Note on the material below: return exactly the lines from the line that holds "Exercise. Mark the circular" through the line that holds "Exercise. Mark the white", and leave out each picture.

*** AVAILABLE DATA ***

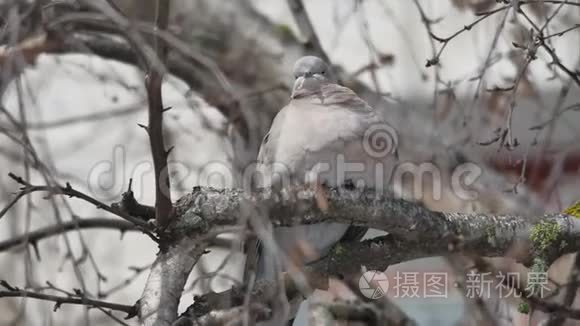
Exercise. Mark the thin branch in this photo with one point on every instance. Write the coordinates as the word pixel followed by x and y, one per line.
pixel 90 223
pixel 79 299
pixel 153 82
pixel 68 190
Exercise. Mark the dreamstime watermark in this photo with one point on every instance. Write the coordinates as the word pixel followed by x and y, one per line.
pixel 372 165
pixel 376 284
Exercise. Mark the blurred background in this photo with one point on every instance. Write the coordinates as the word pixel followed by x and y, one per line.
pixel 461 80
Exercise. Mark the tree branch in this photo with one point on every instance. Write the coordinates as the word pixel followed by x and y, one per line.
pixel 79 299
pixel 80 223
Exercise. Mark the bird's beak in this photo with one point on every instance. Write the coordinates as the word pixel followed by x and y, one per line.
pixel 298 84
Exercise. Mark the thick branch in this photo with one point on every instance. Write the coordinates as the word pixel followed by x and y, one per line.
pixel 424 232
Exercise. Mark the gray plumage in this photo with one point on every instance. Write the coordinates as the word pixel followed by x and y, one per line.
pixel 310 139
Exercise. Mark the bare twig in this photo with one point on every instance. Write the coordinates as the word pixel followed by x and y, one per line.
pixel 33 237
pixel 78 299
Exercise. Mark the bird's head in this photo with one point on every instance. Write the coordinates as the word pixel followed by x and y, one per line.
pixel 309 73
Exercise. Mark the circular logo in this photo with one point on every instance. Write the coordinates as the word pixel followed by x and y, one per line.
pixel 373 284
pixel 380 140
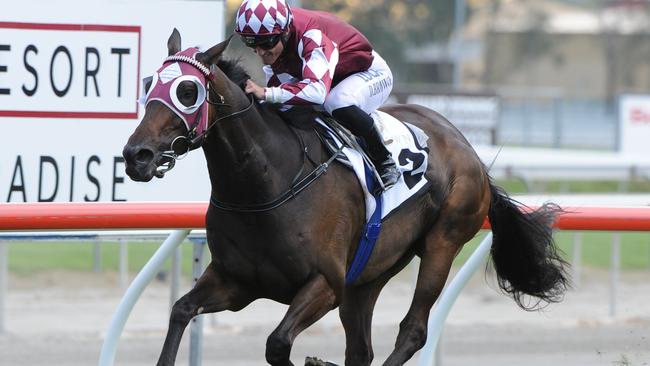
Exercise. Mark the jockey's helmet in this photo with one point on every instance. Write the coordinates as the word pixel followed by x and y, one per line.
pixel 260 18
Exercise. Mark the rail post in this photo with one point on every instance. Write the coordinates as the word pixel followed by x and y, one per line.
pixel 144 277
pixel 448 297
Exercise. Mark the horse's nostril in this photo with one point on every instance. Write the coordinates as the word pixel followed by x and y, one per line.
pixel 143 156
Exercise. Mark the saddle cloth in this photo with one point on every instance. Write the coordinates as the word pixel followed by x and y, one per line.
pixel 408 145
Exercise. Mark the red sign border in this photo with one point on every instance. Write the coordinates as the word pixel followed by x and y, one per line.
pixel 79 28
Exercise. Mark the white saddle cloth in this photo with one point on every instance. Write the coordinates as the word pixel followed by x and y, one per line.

*** End of AVAILABLE DATA ***
*** AVAILABLE DATA ***

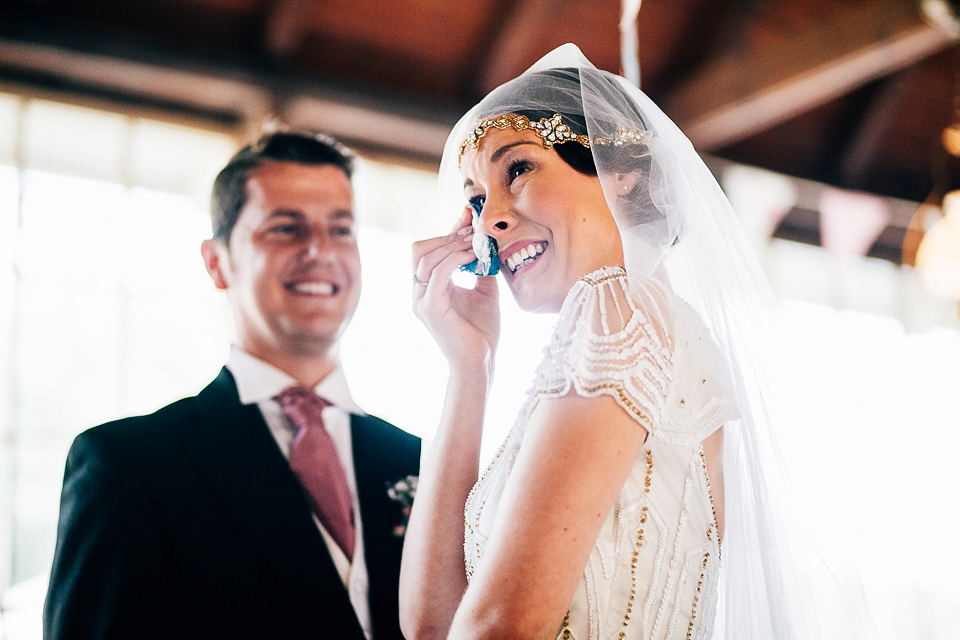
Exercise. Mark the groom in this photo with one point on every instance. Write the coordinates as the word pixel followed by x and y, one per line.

*** End of AVAILABLE DATA ***

PROBLEM SOLUTION:
Exercise. Mark the circular logo in this photo with one point on every instance. Write the coordinates as the word pixel followed by x and y, one per line.
pixel 373 284
pixel 380 140
Exercise. Mark the jockey's helmet in this photo with one point on every instance. Write the coordinates as the word pixel followed by x and y, one per line.
pixel 260 18
Exercise. Mark the rail post in this photo with one point on every instance. Write the coordinates as the word pixel followed by x and y, one per line.
pixel 144 277
pixel 448 297
Exercise. Mark the horse's nostril in this photo with one point on every instance. Write the coordinates as the word pixel followed by x and y, one per line.
pixel 143 156
Exercise. Mark the saddle cloth in this photo with one point on every instance. Write the coordinates as the word pixel followed by x and y, one per line.
pixel 408 145
Exercise. Mark the red sign border in this photo with one point on every instance. Write the coordinates as the word pixel followed by x and y, one per line.
pixel 79 28
Exercise. Mark the white saddle cloth in this photo with one point on every instance. Write the coordinates as the word pixel followed by x and y, one per line.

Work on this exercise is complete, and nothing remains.